## Work instruction
Extract the listing in its entirety, keeping each line identical to the original.

## Material supplied
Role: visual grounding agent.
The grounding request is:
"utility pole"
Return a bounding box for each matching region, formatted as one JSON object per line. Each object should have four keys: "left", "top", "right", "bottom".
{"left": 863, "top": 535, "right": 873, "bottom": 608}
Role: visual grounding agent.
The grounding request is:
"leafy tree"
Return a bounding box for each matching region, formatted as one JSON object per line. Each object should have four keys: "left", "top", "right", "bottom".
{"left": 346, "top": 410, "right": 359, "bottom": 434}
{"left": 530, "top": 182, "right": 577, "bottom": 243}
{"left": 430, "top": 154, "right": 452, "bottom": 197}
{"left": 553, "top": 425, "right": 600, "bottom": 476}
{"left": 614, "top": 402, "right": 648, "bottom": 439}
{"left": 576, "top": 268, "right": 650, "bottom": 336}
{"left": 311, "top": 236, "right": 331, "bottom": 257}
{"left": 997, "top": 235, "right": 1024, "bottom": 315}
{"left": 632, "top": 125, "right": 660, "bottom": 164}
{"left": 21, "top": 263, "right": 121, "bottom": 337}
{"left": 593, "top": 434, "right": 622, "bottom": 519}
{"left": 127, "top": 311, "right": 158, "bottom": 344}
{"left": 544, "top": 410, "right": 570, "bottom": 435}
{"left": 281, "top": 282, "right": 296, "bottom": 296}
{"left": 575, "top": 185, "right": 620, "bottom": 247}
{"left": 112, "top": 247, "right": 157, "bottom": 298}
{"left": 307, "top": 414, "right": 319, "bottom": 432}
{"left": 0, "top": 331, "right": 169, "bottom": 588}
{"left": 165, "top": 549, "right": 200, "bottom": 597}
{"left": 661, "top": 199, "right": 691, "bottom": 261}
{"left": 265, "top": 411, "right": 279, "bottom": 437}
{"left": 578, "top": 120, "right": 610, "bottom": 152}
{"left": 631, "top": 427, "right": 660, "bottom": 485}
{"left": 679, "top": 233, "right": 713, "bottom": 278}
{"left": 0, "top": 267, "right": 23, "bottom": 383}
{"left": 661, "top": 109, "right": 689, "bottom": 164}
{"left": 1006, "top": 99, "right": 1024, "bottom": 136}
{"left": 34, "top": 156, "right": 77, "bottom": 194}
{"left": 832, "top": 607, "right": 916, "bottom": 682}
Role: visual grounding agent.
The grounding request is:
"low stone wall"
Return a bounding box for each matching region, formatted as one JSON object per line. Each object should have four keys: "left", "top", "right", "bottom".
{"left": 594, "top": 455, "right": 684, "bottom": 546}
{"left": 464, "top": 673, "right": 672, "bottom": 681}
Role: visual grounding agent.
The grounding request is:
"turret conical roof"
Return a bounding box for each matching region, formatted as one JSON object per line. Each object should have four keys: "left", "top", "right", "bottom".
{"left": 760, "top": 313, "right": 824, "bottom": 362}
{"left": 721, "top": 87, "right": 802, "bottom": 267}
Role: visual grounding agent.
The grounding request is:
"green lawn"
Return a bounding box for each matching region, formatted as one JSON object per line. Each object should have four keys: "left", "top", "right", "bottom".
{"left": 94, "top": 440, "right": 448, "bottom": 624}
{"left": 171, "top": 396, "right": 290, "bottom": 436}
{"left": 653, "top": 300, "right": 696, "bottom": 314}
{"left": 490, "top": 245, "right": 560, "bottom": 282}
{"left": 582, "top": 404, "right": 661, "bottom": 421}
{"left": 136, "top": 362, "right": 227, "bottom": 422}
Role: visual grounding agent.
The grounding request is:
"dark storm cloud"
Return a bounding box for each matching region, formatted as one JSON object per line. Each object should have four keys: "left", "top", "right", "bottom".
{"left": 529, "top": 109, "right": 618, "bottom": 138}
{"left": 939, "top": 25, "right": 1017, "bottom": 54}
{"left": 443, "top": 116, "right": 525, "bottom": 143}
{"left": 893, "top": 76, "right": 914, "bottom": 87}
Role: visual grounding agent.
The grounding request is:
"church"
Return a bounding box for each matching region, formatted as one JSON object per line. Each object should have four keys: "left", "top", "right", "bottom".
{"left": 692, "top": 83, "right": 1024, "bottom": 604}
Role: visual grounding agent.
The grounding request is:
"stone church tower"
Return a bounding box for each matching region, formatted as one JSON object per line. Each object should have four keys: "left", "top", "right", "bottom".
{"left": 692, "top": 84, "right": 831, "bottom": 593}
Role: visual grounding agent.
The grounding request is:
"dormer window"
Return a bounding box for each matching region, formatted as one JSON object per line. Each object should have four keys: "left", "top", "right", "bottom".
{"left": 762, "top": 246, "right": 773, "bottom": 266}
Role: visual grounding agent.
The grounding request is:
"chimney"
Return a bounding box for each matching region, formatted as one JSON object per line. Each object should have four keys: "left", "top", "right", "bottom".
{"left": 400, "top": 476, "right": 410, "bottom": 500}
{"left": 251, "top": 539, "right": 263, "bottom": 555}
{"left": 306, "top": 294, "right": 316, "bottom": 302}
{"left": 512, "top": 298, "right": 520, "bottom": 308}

## Task output
Role: visual grounding agent.
The grounding request is:
"utility pole"
Return a bounding box for each matching region, formatted as one JSON object per line. Each object should have four keys: "left", "top", "right", "bottom".
{"left": 863, "top": 535, "right": 873, "bottom": 608}
Role: visual grounding agent.
The grounding request is:
"leafy tree"
Return a bounding box for each matching region, formatted as one JSON object per line. Each object should have four keys: "left", "top", "right", "bottom".
{"left": 346, "top": 410, "right": 359, "bottom": 434}
{"left": 530, "top": 182, "right": 577, "bottom": 243}
{"left": 430, "top": 154, "right": 452, "bottom": 197}
{"left": 553, "top": 425, "right": 600, "bottom": 476}
{"left": 614, "top": 402, "right": 648, "bottom": 439}
{"left": 576, "top": 268, "right": 650, "bottom": 336}
{"left": 311, "top": 236, "right": 331, "bottom": 257}
{"left": 997, "top": 235, "right": 1024, "bottom": 315}
{"left": 632, "top": 125, "right": 660, "bottom": 164}
{"left": 21, "top": 263, "right": 121, "bottom": 337}
{"left": 593, "top": 434, "right": 622, "bottom": 519}
{"left": 127, "top": 311, "right": 158, "bottom": 344}
{"left": 544, "top": 410, "right": 570, "bottom": 435}
{"left": 281, "top": 282, "right": 296, "bottom": 296}
{"left": 575, "top": 185, "right": 620, "bottom": 247}
{"left": 112, "top": 247, "right": 157, "bottom": 298}
{"left": 307, "top": 414, "right": 319, "bottom": 432}
{"left": 0, "top": 331, "right": 169, "bottom": 588}
{"left": 165, "top": 549, "right": 200, "bottom": 597}
{"left": 661, "top": 199, "right": 691, "bottom": 261}
{"left": 265, "top": 411, "right": 279, "bottom": 437}
{"left": 578, "top": 120, "right": 610, "bottom": 152}
{"left": 631, "top": 427, "right": 660, "bottom": 485}
{"left": 679, "top": 233, "right": 713, "bottom": 278}
{"left": 0, "top": 267, "right": 23, "bottom": 383}
{"left": 661, "top": 109, "right": 689, "bottom": 164}
{"left": 1006, "top": 99, "right": 1024, "bottom": 136}
{"left": 34, "top": 156, "right": 77, "bottom": 194}
{"left": 832, "top": 607, "right": 916, "bottom": 682}
Role: visual grounding agent.
The grounding request is:
"low stone wall"
Return a bounding box for each matching region, formatted as one JSON object per line. Each object should have four keys: "left", "top", "right", "bottom".
{"left": 594, "top": 455, "right": 684, "bottom": 546}
{"left": 464, "top": 673, "right": 672, "bottom": 681}
Role: visual grounding agent.
The grounding request is:
"turret conical roof"
Return a bounding box for each matching region, formatted as one JSON object per line. Each object should have four keys: "left", "top", "right", "bottom".
{"left": 760, "top": 313, "right": 824, "bottom": 362}
{"left": 721, "top": 87, "right": 802, "bottom": 267}
Role: visual grounding agent.
The grounding request is:
"green lawn"
Return a bounding box for each matching region, formatted as one JSON object per line. Each object should have four keys: "left", "top", "right", "bottom".
{"left": 94, "top": 440, "right": 448, "bottom": 624}
{"left": 171, "top": 396, "right": 290, "bottom": 436}
{"left": 653, "top": 300, "right": 696, "bottom": 314}
{"left": 490, "top": 245, "right": 560, "bottom": 282}
{"left": 582, "top": 404, "right": 661, "bottom": 421}
{"left": 136, "top": 362, "right": 227, "bottom": 422}
Role: visual grounding agent.
The grounding request is:
"dark storm cloud"
Return a bounding box for each matching region, formatted as one JSON object per line. Each object should have four keys: "left", "top", "right", "bottom".
{"left": 529, "top": 109, "right": 618, "bottom": 138}
{"left": 939, "top": 25, "right": 1017, "bottom": 54}
{"left": 443, "top": 116, "right": 525, "bottom": 143}
{"left": 893, "top": 76, "right": 914, "bottom": 87}
Role: visual grounding agent.
The grounding request is:
"church"
Return a bounding box for each matching region, formatted as one JSON object per line. Each object should have four keys: "left", "top", "right", "bottom".
{"left": 692, "top": 83, "right": 1024, "bottom": 604}
Role: visual grounding agent.
The grounding request is:
"stone church tower"
Return a bounding box for each matching region, formatted as one JSON object per line. Each object should have four keys: "left", "top", "right", "bottom".
{"left": 692, "top": 84, "right": 831, "bottom": 593}
Role: visual grounding agent.
The grounding request is:
"dormer window"
Return a bounding box for each matching region, formatted as one JSON object per line. Each object should have four keys: "left", "top", "right", "bottom".
{"left": 762, "top": 246, "right": 773, "bottom": 266}
Role: visual grounding agent.
The grounding request is:
"chimney"
Return a bounding box for each matching region, formatted as one JSON object per line. Each object should have four keys: "left", "top", "right", "bottom".
{"left": 400, "top": 476, "right": 410, "bottom": 500}
{"left": 251, "top": 539, "right": 263, "bottom": 555}
{"left": 306, "top": 294, "right": 316, "bottom": 302}
{"left": 512, "top": 298, "right": 520, "bottom": 308}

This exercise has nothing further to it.